### Exercise goal:
In this exercise, return the whole listing exactly, excluding any images.

### Records shown:
———

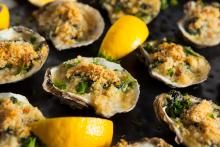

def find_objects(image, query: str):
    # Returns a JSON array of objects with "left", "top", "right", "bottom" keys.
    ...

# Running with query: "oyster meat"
[
  {"left": 43, "top": 56, "right": 140, "bottom": 117},
  {"left": 154, "top": 90, "right": 220, "bottom": 147},
  {"left": 0, "top": 93, "right": 44, "bottom": 147},
  {"left": 140, "top": 40, "right": 210, "bottom": 88},
  {"left": 178, "top": 1, "right": 220, "bottom": 48},
  {"left": 34, "top": 0, "right": 105, "bottom": 50},
  {"left": 113, "top": 137, "right": 172, "bottom": 147},
  {"left": 101, "top": 0, "right": 161, "bottom": 24},
  {"left": 0, "top": 26, "right": 49, "bottom": 84}
]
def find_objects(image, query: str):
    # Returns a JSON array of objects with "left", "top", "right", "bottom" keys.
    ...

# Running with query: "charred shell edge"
[
  {"left": 153, "top": 93, "right": 201, "bottom": 144},
  {"left": 138, "top": 42, "right": 211, "bottom": 88},
  {"left": 0, "top": 26, "right": 49, "bottom": 85},
  {"left": 34, "top": 0, "right": 105, "bottom": 51}
]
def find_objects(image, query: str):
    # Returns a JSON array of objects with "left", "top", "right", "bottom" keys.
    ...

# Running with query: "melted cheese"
[
  {"left": 183, "top": 100, "right": 220, "bottom": 145},
  {"left": 0, "top": 98, "right": 44, "bottom": 147},
  {"left": 0, "top": 41, "right": 38, "bottom": 68},
  {"left": 150, "top": 42, "right": 209, "bottom": 84}
]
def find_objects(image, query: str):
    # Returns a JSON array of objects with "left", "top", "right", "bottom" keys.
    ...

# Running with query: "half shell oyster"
[
  {"left": 0, "top": 26, "right": 49, "bottom": 84},
  {"left": 100, "top": 0, "right": 161, "bottom": 24},
  {"left": 154, "top": 91, "right": 220, "bottom": 147},
  {"left": 140, "top": 40, "right": 210, "bottom": 88},
  {"left": 43, "top": 56, "right": 140, "bottom": 117},
  {"left": 178, "top": 1, "right": 220, "bottom": 48},
  {"left": 0, "top": 93, "right": 44, "bottom": 147},
  {"left": 34, "top": 0, "right": 105, "bottom": 50}
]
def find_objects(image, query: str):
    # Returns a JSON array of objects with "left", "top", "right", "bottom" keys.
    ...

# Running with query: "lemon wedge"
[
  {"left": 28, "top": 0, "right": 55, "bottom": 7},
  {"left": 0, "top": 3, "right": 10, "bottom": 30},
  {"left": 31, "top": 117, "right": 113, "bottom": 147},
  {"left": 99, "top": 15, "right": 149, "bottom": 60}
]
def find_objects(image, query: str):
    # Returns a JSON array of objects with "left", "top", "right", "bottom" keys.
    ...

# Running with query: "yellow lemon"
[
  {"left": 28, "top": 0, "right": 55, "bottom": 7},
  {"left": 0, "top": 3, "right": 10, "bottom": 30},
  {"left": 99, "top": 15, "right": 149, "bottom": 60},
  {"left": 31, "top": 117, "right": 113, "bottom": 147}
]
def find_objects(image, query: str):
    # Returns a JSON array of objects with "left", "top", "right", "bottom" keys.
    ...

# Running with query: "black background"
[{"left": 0, "top": 0, "right": 220, "bottom": 146}]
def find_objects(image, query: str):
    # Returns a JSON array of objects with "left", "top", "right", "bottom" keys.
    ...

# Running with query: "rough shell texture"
[
  {"left": 139, "top": 41, "right": 211, "bottom": 88},
  {"left": 0, "top": 26, "right": 49, "bottom": 84},
  {"left": 153, "top": 93, "right": 220, "bottom": 147},
  {"left": 177, "top": 1, "right": 220, "bottom": 48},
  {"left": 43, "top": 57, "right": 140, "bottom": 118},
  {"left": 34, "top": 0, "right": 105, "bottom": 50}
]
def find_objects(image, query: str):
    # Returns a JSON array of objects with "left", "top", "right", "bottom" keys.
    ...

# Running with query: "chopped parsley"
[
  {"left": 184, "top": 46, "right": 199, "bottom": 57},
  {"left": 53, "top": 80, "right": 67, "bottom": 90},
  {"left": 166, "top": 90, "right": 192, "bottom": 118},
  {"left": 10, "top": 96, "right": 18, "bottom": 104},
  {"left": 75, "top": 80, "right": 92, "bottom": 94},
  {"left": 167, "top": 68, "right": 174, "bottom": 77}
]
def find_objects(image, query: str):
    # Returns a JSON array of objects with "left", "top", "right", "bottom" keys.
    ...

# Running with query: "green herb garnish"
[
  {"left": 167, "top": 68, "right": 174, "bottom": 77},
  {"left": 75, "top": 80, "right": 92, "bottom": 94},
  {"left": 53, "top": 80, "right": 67, "bottom": 90},
  {"left": 184, "top": 47, "right": 199, "bottom": 57},
  {"left": 10, "top": 96, "right": 18, "bottom": 104},
  {"left": 166, "top": 90, "right": 192, "bottom": 118}
]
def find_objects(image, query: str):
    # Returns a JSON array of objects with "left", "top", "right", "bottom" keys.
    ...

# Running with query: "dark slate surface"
[{"left": 0, "top": 0, "right": 220, "bottom": 146}]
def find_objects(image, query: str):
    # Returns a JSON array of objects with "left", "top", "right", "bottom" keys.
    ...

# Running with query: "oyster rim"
[
  {"left": 153, "top": 93, "right": 220, "bottom": 144},
  {"left": 0, "top": 26, "right": 49, "bottom": 85},
  {"left": 42, "top": 57, "right": 140, "bottom": 118},
  {"left": 177, "top": 1, "right": 220, "bottom": 48},
  {"left": 33, "top": 0, "right": 105, "bottom": 51},
  {"left": 139, "top": 40, "right": 211, "bottom": 88}
]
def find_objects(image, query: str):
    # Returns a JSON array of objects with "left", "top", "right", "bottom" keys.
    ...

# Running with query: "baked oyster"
[
  {"left": 34, "top": 0, "right": 105, "bottom": 50},
  {"left": 154, "top": 91, "right": 220, "bottom": 147},
  {"left": 178, "top": 1, "right": 220, "bottom": 48},
  {"left": 43, "top": 56, "right": 140, "bottom": 118},
  {"left": 113, "top": 137, "right": 172, "bottom": 147},
  {"left": 0, "top": 26, "right": 49, "bottom": 84},
  {"left": 0, "top": 93, "right": 44, "bottom": 147},
  {"left": 140, "top": 40, "right": 210, "bottom": 88},
  {"left": 100, "top": 0, "right": 161, "bottom": 24}
]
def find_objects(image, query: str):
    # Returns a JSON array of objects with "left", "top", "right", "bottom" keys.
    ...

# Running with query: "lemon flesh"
[
  {"left": 99, "top": 15, "right": 149, "bottom": 60},
  {"left": 31, "top": 117, "right": 113, "bottom": 147},
  {"left": 0, "top": 3, "right": 10, "bottom": 30}
]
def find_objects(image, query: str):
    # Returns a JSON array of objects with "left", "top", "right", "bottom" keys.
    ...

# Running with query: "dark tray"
[{"left": 0, "top": 0, "right": 220, "bottom": 146}]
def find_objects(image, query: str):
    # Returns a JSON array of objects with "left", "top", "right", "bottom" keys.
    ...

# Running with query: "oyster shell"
[
  {"left": 140, "top": 40, "right": 210, "bottom": 88},
  {"left": 178, "top": 1, "right": 220, "bottom": 48},
  {"left": 154, "top": 91, "right": 220, "bottom": 147},
  {"left": 0, "top": 93, "right": 44, "bottom": 147},
  {"left": 43, "top": 56, "right": 140, "bottom": 117},
  {"left": 0, "top": 26, "right": 49, "bottom": 84},
  {"left": 101, "top": 0, "right": 161, "bottom": 24},
  {"left": 113, "top": 137, "right": 172, "bottom": 147},
  {"left": 34, "top": 0, "right": 105, "bottom": 50}
]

———

### Exercise solution:
def find_objects(image, query: str):
    # Returns a JSON array of objects with "left", "top", "right", "bottom" keys.
    ...

# Running with query: "oyster meat"
[
  {"left": 43, "top": 56, "right": 140, "bottom": 117},
  {"left": 154, "top": 90, "right": 220, "bottom": 147},
  {"left": 0, "top": 93, "right": 44, "bottom": 147},
  {"left": 140, "top": 40, "right": 210, "bottom": 88},
  {"left": 178, "top": 1, "right": 220, "bottom": 48},
  {"left": 34, "top": 0, "right": 105, "bottom": 50},
  {"left": 113, "top": 137, "right": 172, "bottom": 147},
  {"left": 101, "top": 0, "right": 161, "bottom": 24},
  {"left": 0, "top": 26, "right": 49, "bottom": 84}
]
def find_objects(image, query: str):
    # Returns a JSON array of objects with "left", "top", "right", "bottom" keys.
    ...

# Running with query: "charred shell edge"
[
  {"left": 153, "top": 93, "right": 201, "bottom": 144},
  {"left": 138, "top": 42, "right": 211, "bottom": 88},
  {"left": 0, "top": 26, "right": 49, "bottom": 85},
  {"left": 34, "top": 0, "right": 105, "bottom": 51}
]
def find_objects(image, query: str):
    # Returns a JSON array of objects with "left", "top", "right", "bottom" keys.
    ...

# Running with query: "melted cheese"
[
  {"left": 183, "top": 100, "right": 220, "bottom": 145},
  {"left": 0, "top": 98, "right": 44, "bottom": 147},
  {"left": 0, "top": 41, "right": 38, "bottom": 68},
  {"left": 150, "top": 42, "right": 209, "bottom": 84}
]
def find_objects(image, query: str):
    # Returns a JSON array of objects with "left", "top", "right", "bottom" keys.
    ...

# Running with query: "half shell oyster"
[
  {"left": 0, "top": 26, "right": 49, "bottom": 84},
  {"left": 100, "top": 0, "right": 161, "bottom": 24},
  {"left": 154, "top": 91, "right": 220, "bottom": 147},
  {"left": 140, "top": 40, "right": 210, "bottom": 88},
  {"left": 43, "top": 56, "right": 140, "bottom": 117},
  {"left": 178, "top": 1, "right": 220, "bottom": 48},
  {"left": 0, "top": 93, "right": 44, "bottom": 147},
  {"left": 34, "top": 0, "right": 105, "bottom": 50}
]
def find_objects(image, query: str):
    # Returns a JSON array of objects with "left", "top", "right", "bottom" keys.
    ...

# Running with query: "lemon wedge"
[
  {"left": 28, "top": 0, "right": 55, "bottom": 7},
  {"left": 0, "top": 3, "right": 10, "bottom": 30},
  {"left": 31, "top": 117, "right": 113, "bottom": 147},
  {"left": 99, "top": 15, "right": 149, "bottom": 60}
]
def find_objects(image, query: str):
    # Returns a JSON array of objects with "left", "top", "right", "bottom" keys.
    ...

# Running with query: "yellow lemon"
[
  {"left": 28, "top": 0, "right": 55, "bottom": 7},
  {"left": 0, "top": 3, "right": 10, "bottom": 30},
  {"left": 99, "top": 15, "right": 149, "bottom": 60},
  {"left": 31, "top": 117, "right": 113, "bottom": 147}
]
def find_objects(image, query: str):
    # Returns a JSON array of objects with "left", "top", "right", "bottom" keys.
    ...

# Running with query: "black background"
[{"left": 0, "top": 0, "right": 220, "bottom": 146}]
def find_objects(image, query: str):
    # Returns a JSON array of objects with "left", "top", "right", "bottom" keys.
    ...

# Running with query: "rough shell texture"
[
  {"left": 139, "top": 41, "right": 211, "bottom": 88},
  {"left": 0, "top": 26, "right": 49, "bottom": 84},
  {"left": 153, "top": 93, "right": 220, "bottom": 147},
  {"left": 177, "top": 1, "right": 220, "bottom": 48},
  {"left": 43, "top": 57, "right": 140, "bottom": 118},
  {"left": 34, "top": 0, "right": 105, "bottom": 50}
]
def find_objects(image, query: str):
    # Returns a JSON array of objects with "left", "top", "right", "bottom" keys.
    ...

# Running with query: "chopped parsley"
[
  {"left": 184, "top": 46, "right": 199, "bottom": 57},
  {"left": 53, "top": 80, "right": 67, "bottom": 90},
  {"left": 166, "top": 90, "right": 192, "bottom": 118},
  {"left": 10, "top": 96, "right": 18, "bottom": 104},
  {"left": 75, "top": 80, "right": 92, "bottom": 94},
  {"left": 167, "top": 68, "right": 174, "bottom": 77}
]
def find_objects(image, query: str):
    # Returns a JSON array of objects with "left", "top", "right", "bottom" keys.
    ...

# Running with query: "green herb garnish"
[
  {"left": 167, "top": 68, "right": 174, "bottom": 77},
  {"left": 75, "top": 80, "right": 92, "bottom": 94},
  {"left": 53, "top": 80, "right": 67, "bottom": 90},
  {"left": 184, "top": 47, "right": 199, "bottom": 57},
  {"left": 10, "top": 96, "right": 18, "bottom": 104},
  {"left": 166, "top": 90, "right": 192, "bottom": 118}
]
def find_objects(image, query: str):
    # Returns a JSON array of objects with "left", "top", "right", "bottom" keys.
    ...

# Running with query: "dark slate surface"
[{"left": 0, "top": 0, "right": 220, "bottom": 146}]
def find_objects(image, query: str):
    # Returns a JSON array of objects with "left", "top", "right", "bottom" keys.
    ...

# Running with query: "oyster rim"
[
  {"left": 153, "top": 93, "right": 220, "bottom": 144},
  {"left": 0, "top": 26, "right": 49, "bottom": 85},
  {"left": 42, "top": 57, "right": 140, "bottom": 118},
  {"left": 177, "top": 1, "right": 220, "bottom": 48},
  {"left": 33, "top": 0, "right": 105, "bottom": 51},
  {"left": 139, "top": 40, "right": 211, "bottom": 88}
]
def find_objects(image, query: str):
    # Returns a JSON array of objects with "left", "top", "right", "bottom" keys.
    ...

# Running with query: "baked oyster"
[
  {"left": 34, "top": 0, "right": 105, "bottom": 50},
  {"left": 154, "top": 91, "right": 220, "bottom": 147},
  {"left": 178, "top": 1, "right": 220, "bottom": 48},
  {"left": 43, "top": 56, "right": 140, "bottom": 118},
  {"left": 113, "top": 137, "right": 172, "bottom": 147},
  {"left": 0, "top": 26, "right": 49, "bottom": 84},
  {"left": 0, "top": 93, "right": 44, "bottom": 147},
  {"left": 140, "top": 40, "right": 210, "bottom": 88},
  {"left": 100, "top": 0, "right": 161, "bottom": 24}
]
def find_objects(image, query: str):
    # Returns a JSON array of objects with "left", "top", "right", "bottom" keys.
    ...

# Running with query: "lemon flesh"
[
  {"left": 99, "top": 15, "right": 149, "bottom": 60},
  {"left": 31, "top": 117, "right": 113, "bottom": 147},
  {"left": 0, "top": 3, "right": 10, "bottom": 30}
]
def find_objects(image, query: str):
    # Returns a JSON array of objects with "left", "top", "right", "bottom" keys.
    ...

# Running with query: "dark tray"
[{"left": 0, "top": 0, "right": 220, "bottom": 146}]
def find_objects(image, query: str):
    # Returns a JSON array of objects with "left", "top", "right", "bottom" keys.
    ...

# Running with query: "oyster shell"
[
  {"left": 140, "top": 40, "right": 210, "bottom": 88},
  {"left": 178, "top": 1, "right": 220, "bottom": 48},
  {"left": 154, "top": 91, "right": 220, "bottom": 147},
  {"left": 0, "top": 93, "right": 44, "bottom": 147},
  {"left": 43, "top": 56, "right": 140, "bottom": 117},
  {"left": 0, "top": 26, "right": 49, "bottom": 84},
  {"left": 101, "top": 0, "right": 161, "bottom": 24},
  {"left": 113, "top": 137, "right": 172, "bottom": 147},
  {"left": 34, "top": 0, "right": 105, "bottom": 50}
]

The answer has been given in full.